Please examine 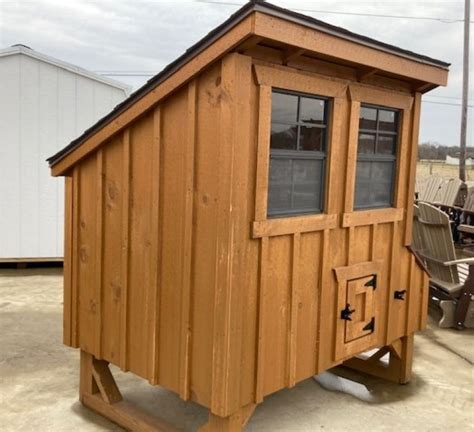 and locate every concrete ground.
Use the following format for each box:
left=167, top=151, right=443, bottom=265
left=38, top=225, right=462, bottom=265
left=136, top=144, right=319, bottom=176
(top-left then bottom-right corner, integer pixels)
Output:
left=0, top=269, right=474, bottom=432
——————————
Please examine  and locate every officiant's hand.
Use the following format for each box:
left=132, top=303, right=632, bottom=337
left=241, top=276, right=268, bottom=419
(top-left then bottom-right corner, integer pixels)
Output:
——————————
INSTRUÇÕES DO EXERCÍCIO
Reúna, copiando-as, todas as linhas acima em que aparece a palavra "right", considerando a diferença entre maiúsculas e minúsculas.

RESPOSTA DA TAREFA
left=167, top=151, right=443, bottom=265
left=38, top=225, right=462, bottom=265
left=136, top=144, right=319, bottom=176
(top-left then bottom-right corner, integer pixels)
left=0, top=269, right=474, bottom=432
left=132, top=303, right=632, bottom=337
left=241, top=276, right=268, bottom=419
(top-left then bottom-right corner, integer pixels)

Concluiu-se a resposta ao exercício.